## WHAT TO WORK ON
Reproduce the entries below verbatim, starting at their first line and ending at the line that contains "118 L 184 100".

## ENTRIES SUPPLIED
○ ○ ○

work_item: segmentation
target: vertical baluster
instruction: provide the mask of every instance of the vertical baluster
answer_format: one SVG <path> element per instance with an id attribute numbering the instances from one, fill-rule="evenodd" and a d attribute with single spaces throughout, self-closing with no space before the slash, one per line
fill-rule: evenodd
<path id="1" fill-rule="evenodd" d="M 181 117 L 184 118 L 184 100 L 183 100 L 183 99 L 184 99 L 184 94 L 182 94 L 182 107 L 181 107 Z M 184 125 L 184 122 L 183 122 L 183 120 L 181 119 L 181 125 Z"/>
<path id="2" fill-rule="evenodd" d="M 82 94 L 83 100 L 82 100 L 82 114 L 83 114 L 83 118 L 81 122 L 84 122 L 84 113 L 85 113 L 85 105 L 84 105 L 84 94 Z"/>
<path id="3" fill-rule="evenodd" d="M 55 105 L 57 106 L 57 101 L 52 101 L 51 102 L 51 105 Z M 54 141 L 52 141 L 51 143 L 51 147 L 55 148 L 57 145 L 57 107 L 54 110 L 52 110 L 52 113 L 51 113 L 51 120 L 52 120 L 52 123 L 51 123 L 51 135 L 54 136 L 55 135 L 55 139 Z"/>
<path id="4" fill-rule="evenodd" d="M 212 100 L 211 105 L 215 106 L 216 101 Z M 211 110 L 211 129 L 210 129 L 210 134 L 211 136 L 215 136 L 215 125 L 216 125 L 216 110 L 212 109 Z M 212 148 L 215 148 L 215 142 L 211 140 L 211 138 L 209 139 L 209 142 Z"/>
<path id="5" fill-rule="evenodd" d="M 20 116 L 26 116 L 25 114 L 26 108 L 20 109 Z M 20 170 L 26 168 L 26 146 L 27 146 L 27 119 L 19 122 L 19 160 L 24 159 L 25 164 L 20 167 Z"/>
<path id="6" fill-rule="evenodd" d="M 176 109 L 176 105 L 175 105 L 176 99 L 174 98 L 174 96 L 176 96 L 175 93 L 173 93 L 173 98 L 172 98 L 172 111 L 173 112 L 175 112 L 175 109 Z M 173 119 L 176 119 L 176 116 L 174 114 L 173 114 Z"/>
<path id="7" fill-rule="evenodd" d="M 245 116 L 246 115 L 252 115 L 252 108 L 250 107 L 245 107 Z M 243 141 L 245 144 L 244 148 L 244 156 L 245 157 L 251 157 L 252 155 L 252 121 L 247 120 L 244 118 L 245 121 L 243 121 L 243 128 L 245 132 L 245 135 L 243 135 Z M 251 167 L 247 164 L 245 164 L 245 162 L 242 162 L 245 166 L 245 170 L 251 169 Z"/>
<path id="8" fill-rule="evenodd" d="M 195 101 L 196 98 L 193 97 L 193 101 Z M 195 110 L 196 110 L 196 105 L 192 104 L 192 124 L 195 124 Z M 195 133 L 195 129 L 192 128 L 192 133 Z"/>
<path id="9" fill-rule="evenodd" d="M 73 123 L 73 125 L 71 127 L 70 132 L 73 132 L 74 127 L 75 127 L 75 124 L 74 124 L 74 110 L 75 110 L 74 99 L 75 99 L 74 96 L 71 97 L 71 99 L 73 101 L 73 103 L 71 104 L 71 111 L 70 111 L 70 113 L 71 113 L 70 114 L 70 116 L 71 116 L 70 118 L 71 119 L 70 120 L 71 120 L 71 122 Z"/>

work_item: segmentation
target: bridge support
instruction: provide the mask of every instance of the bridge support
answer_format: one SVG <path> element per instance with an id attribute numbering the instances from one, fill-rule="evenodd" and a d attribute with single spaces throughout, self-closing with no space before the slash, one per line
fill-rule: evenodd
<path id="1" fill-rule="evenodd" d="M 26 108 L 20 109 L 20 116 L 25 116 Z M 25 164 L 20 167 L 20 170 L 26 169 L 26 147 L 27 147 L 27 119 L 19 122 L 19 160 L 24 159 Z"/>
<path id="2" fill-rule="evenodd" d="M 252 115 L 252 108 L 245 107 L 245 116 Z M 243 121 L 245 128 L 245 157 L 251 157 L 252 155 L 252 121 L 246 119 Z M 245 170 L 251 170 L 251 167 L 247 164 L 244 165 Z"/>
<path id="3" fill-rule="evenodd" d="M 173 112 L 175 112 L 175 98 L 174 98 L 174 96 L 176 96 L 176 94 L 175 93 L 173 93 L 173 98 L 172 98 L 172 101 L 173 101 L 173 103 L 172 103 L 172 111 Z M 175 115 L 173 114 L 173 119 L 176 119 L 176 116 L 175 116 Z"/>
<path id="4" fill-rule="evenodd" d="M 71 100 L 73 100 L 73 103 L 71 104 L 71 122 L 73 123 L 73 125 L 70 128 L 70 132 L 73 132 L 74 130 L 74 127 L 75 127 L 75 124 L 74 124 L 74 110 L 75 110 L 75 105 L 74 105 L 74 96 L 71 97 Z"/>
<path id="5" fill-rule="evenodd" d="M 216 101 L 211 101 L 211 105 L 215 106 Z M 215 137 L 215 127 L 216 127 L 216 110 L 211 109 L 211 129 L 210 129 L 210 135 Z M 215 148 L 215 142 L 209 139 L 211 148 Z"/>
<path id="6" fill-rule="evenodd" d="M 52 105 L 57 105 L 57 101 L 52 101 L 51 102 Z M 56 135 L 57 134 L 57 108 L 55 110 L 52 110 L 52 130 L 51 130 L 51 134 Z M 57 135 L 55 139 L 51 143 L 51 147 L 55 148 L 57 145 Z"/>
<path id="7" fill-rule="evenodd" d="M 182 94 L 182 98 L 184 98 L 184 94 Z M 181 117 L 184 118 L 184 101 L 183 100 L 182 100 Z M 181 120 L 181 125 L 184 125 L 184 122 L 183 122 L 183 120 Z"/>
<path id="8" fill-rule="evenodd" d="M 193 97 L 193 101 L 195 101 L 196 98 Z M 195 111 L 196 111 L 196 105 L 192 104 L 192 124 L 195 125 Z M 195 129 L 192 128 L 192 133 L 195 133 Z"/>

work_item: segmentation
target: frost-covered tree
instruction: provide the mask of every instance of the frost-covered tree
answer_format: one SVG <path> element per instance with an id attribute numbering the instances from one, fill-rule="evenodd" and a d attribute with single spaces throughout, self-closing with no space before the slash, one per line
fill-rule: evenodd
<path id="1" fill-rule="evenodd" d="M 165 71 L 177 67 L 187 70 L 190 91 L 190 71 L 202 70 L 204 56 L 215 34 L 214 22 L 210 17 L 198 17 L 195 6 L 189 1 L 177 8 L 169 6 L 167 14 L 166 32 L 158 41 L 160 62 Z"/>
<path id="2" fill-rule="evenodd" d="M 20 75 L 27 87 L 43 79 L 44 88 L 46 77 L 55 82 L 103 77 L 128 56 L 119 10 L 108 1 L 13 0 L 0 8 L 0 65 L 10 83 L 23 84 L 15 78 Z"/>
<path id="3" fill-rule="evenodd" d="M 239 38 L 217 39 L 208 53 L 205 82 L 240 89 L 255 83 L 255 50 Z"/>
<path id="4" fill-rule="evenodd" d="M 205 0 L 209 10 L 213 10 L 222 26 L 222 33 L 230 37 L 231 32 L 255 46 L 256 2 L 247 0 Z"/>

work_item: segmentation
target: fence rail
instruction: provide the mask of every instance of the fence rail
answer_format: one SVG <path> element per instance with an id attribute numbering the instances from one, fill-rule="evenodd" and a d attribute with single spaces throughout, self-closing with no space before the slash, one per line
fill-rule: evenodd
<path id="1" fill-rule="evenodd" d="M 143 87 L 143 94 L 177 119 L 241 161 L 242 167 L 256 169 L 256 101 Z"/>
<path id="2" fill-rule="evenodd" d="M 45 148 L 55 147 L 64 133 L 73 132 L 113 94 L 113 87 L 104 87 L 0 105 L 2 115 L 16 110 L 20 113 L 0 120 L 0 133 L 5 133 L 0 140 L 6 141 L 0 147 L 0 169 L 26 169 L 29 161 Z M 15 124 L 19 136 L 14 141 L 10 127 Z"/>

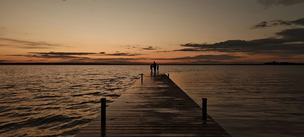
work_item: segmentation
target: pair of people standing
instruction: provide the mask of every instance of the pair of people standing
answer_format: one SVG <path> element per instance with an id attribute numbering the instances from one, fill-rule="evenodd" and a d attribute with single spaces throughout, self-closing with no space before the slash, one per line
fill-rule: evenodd
<path id="1" fill-rule="evenodd" d="M 157 65 L 156 63 L 155 63 L 155 61 L 154 61 L 154 63 L 150 66 L 150 69 L 151 70 L 151 74 L 153 73 L 153 72 L 152 71 L 152 68 L 154 68 L 154 74 L 156 74 L 156 73 L 157 66 L 157 73 L 158 73 L 158 65 Z"/>

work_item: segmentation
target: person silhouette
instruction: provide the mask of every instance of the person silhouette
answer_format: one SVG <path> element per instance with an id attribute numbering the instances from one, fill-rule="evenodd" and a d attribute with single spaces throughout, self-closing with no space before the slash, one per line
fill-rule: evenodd
<path id="1" fill-rule="evenodd" d="M 154 68 L 154 74 L 156 73 L 156 63 L 154 61 L 154 63 L 153 64 L 153 67 Z"/>
<path id="2" fill-rule="evenodd" d="M 153 72 L 152 72 L 152 68 L 153 68 L 153 64 L 151 64 L 150 66 L 150 69 L 151 69 L 151 74 L 152 74 L 152 73 L 153 73 Z"/>

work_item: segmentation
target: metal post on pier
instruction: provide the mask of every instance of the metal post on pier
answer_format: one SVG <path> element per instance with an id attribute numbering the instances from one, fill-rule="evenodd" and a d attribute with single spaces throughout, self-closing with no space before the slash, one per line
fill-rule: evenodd
<path id="1" fill-rule="evenodd" d="M 102 98 L 100 99 L 101 102 L 101 124 L 102 125 L 105 125 L 105 101 L 106 98 Z"/>
<path id="2" fill-rule="evenodd" d="M 202 115 L 203 120 L 207 120 L 207 98 L 202 98 Z"/>

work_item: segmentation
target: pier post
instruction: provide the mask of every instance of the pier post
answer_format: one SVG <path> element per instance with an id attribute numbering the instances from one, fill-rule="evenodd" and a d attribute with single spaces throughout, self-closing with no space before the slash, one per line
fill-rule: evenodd
<path id="1" fill-rule="evenodd" d="M 101 102 L 101 125 L 105 125 L 105 100 L 106 98 L 102 98 L 100 99 Z"/>
<path id="2" fill-rule="evenodd" d="M 202 98 L 202 115 L 203 120 L 207 119 L 207 98 Z"/>

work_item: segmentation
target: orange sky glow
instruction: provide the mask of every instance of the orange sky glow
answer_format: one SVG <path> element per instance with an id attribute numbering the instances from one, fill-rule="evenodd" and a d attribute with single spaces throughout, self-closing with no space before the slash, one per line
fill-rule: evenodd
<path id="1" fill-rule="evenodd" d="M 304 62 L 304 4 L 268 1 L 2 0 L 0 63 Z"/>

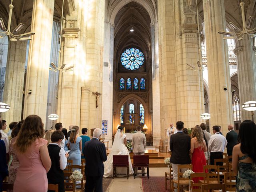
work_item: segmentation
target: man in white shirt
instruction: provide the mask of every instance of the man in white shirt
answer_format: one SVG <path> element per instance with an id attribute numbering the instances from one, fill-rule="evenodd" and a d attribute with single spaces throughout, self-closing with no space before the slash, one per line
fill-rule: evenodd
<path id="1" fill-rule="evenodd" d="M 223 158 L 223 152 L 228 142 L 224 136 L 220 134 L 220 127 L 216 125 L 212 127 L 214 135 L 211 136 L 208 143 L 208 148 L 210 152 L 210 164 L 214 164 L 214 159 Z M 217 165 L 222 165 L 221 162 Z"/>
<path id="2" fill-rule="evenodd" d="M 4 120 L 3 120 L 2 121 L 2 120 L 1 120 L 2 122 L 0 124 L 1 125 L 2 125 L 2 127 L 1 128 L 1 129 L 0 129 L 0 132 L 1 132 L 2 134 L 1 140 L 3 140 L 4 142 L 5 148 L 6 149 L 6 153 L 8 153 L 9 150 L 9 139 L 8 139 L 7 134 L 4 132 L 4 130 L 6 129 L 6 126 L 7 126 L 6 125 L 6 122 Z"/>

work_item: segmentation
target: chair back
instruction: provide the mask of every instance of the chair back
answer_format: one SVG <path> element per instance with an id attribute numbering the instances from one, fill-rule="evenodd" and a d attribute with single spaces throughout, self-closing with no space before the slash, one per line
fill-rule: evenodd
<path id="1" fill-rule="evenodd" d="M 202 185 L 202 192 L 204 192 L 206 190 L 210 192 L 213 191 L 213 190 L 222 190 L 222 192 L 226 192 L 226 188 L 224 184 L 220 184 L 216 183 L 214 184 L 207 184 L 206 185 Z"/>
<path id="2" fill-rule="evenodd" d="M 207 182 L 209 184 L 213 181 L 220 183 L 220 166 L 218 165 L 208 165 L 204 166 L 205 172 L 206 170 L 207 174 Z"/>
<path id="3" fill-rule="evenodd" d="M 135 167 L 148 167 L 149 166 L 149 156 L 134 155 L 133 166 Z"/>
<path id="4" fill-rule="evenodd" d="M 127 167 L 129 166 L 129 157 L 128 155 L 113 155 L 113 166 Z"/>
<path id="5" fill-rule="evenodd" d="M 54 185 L 54 184 L 48 184 L 48 190 L 51 190 L 52 191 L 54 191 L 55 192 L 58 192 L 59 191 L 59 185 L 56 184 Z"/>

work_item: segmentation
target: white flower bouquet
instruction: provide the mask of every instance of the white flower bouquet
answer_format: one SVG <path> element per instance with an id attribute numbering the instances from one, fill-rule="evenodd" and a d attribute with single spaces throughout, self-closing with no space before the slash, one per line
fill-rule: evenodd
<path id="1" fill-rule="evenodd" d="M 72 172 L 72 174 L 70 176 L 69 178 L 71 180 L 76 181 L 80 181 L 83 178 L 83 174 L 80 171 L 78 170 L 75 170 Z"/>

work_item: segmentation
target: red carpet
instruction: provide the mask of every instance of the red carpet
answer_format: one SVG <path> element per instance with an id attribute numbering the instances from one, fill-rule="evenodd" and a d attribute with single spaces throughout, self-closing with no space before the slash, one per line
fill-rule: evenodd
<path id="1" fill-rule="evenodd" d="M 170 191 L 170 186 L 167 185 L 167 190 L 164 187 L 164 177 L 147 177 L 142 178 L 142 189 L 144 192 L 163 192 Z"/>

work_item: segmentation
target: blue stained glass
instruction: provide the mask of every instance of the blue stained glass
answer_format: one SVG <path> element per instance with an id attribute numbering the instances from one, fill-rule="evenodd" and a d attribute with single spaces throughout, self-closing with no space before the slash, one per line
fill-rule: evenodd
<path id="1" fill-rule="evenodd" d="M 121 108 L 120 110 L 120 122 L 121 124 L 124 124 L 124 105 Z"/>
<path id="2" fill-rule="evenodd" d="M 144 62 L 144 55 L 139 49 L 130 48 L 126 50 L 120 59 L 122 64 L 126 69 L 134 70 L 139 69 Z"/>
<path id="3" fill-rule="evenodd" d="M 124 78 L 120 79 L 120 90 L 124 90 Z"/>
<path id="4" fill-rule="evenodd" d="M 126 89 L 132 90 L 132 81 L 130 78 L 128 78 L 126 81 Z"/>
<path id="5" fill-rule="evenodd" d="M 139 88 L 138 84 L 139 83 L 138 80 L 137 78 L 134 78 L 133 80 L 133 89 L 137 90 Z"/>
<path id="6" fill-rule="evenodd" d="M 142 78 L 140 79 L 140 89 L 145 89 L 145 79 Z"/>
<path id="7" fill-rule="evenodd" d="M 129 106 L 129 113 L 134 113 L 134 105 L 132 103 L 130 104 Z M 131 123 L 134 123 L 134 115 L 130 115 L 129 120 L 130 122 Z"/>
<path id="8" fill-rule="evenodd" d="M 144 124 L 144 108 L 142 104 L 140 105 L 140 123 Z"/>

○ ○ ○

## EXERCISE ANSWER
work_item: segmentation
target: vertical baluster
instruction: provide the mask of every instance of the vertical baluster
answer_format: one SVG <path> element per instance with an id attribute numbering the instances from one, fill-rule="evenodd" and a d attribute with single spaces throughout, self-closing with no space before the slash, one per line
fill-rule: evenodd
<path id="1" fill-rule="evenodd" d="M 181 117 L 184 118 L 184 100 L 183 100 L 183 99 L 184 99 L 184 94 L 182 94 L 182 107 L 181 107 Z M 184 125 L 184 122 L 183 122 L 183 120 L 181 119 L 181 125 Z"/>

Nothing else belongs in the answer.